= WHAT YOU HAVE TO DO =
Output the records. Match them exactly.

= LISTING =
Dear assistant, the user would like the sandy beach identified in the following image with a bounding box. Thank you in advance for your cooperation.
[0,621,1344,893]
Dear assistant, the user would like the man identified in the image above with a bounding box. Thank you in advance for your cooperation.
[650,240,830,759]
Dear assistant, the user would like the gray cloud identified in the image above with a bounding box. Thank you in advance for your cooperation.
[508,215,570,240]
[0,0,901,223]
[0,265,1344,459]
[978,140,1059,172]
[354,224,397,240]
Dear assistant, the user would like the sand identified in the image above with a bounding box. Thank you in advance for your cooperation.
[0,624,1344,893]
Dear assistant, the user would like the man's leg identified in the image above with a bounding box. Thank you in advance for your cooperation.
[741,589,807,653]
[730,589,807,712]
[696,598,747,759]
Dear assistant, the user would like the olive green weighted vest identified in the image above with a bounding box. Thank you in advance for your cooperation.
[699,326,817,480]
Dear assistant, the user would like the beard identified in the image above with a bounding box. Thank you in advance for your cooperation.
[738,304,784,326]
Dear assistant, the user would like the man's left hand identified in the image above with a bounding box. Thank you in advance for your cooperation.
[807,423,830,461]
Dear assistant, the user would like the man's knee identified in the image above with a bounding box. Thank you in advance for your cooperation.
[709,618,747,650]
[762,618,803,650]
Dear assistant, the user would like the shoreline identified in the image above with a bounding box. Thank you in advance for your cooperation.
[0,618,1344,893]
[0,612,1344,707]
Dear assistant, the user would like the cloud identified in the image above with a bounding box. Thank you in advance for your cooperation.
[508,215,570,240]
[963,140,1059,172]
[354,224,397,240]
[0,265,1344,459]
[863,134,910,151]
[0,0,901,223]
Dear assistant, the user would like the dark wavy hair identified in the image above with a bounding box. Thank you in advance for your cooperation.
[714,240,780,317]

= THE COMPLETED TASK =
Dear assistant, the user would like the sandy beach identified in the following image with a bounding box. Thank you in advance for your cooperation.
[0,621,1344,893]
Dear assistant, the user would like the man identified in the image above with a bounding box. Thank you in advance for your cooperation.
[650,240,830,759]
Dear assistant, the user would like the gray cloud identified in the image above with a bounding box. Thank you in advance for your cooperation.
[508,215,570,240]
[0,0,901,223]
[0,265,1344,459]
[978,140,1059,172]
[354,224,397,240]
Dear assistant, the user would like the sand identified in the image above with a bounding box. Thank you in advance for your cooperation.
[0,624,1344,893]
Dear assistant, the user would like the man's leg identified in the image above with a bounding box. Thank you in advance for your cooperation.
[741,589,807,653]
[730,589,807,712]
[696,598,747,759]
Dear assistant, the user would like the olive green weighted vest identified in the image above with a bounding box. Thank you in advance for your cooperation.
[699,326,817,480]
Dear assistant, the user would like the beard identified in the image above with a bounding box. Thank you in advance for your cooperation.
[738,304,784,326]
Dear assistant, the user would like the man's left hand identified in the image above with a bounding box. Thank you in advance for your cooperation.
[807,423,830,461]
Dear assistant, the user would like the man's knee identified in the image above with a bounding box. Thank you in advance for your cooperation.
[709,618,747,650]
[762,618,803,650]
Dear assistant, the user would like the shoreline identified in the image above with a bounding box. Thank you in advance for your cooperation.
[0,618,1344,893]
[0,612,1344,707]
Dear assistant, the user would like the cloud identified in the image above with a bounding box. Thank you in advance for your cooperation.
[508,215,570,240]
[963,140,1059,172]
[354,224,397,240]
[0,265,1344,459]
[863,134,910,151]
[0,0,901,223]
Dear assistant, the user would like the dark wavy hair identified in the image above with a bounding box. Thank you in advance for your cooperation.
[714,240,780,317]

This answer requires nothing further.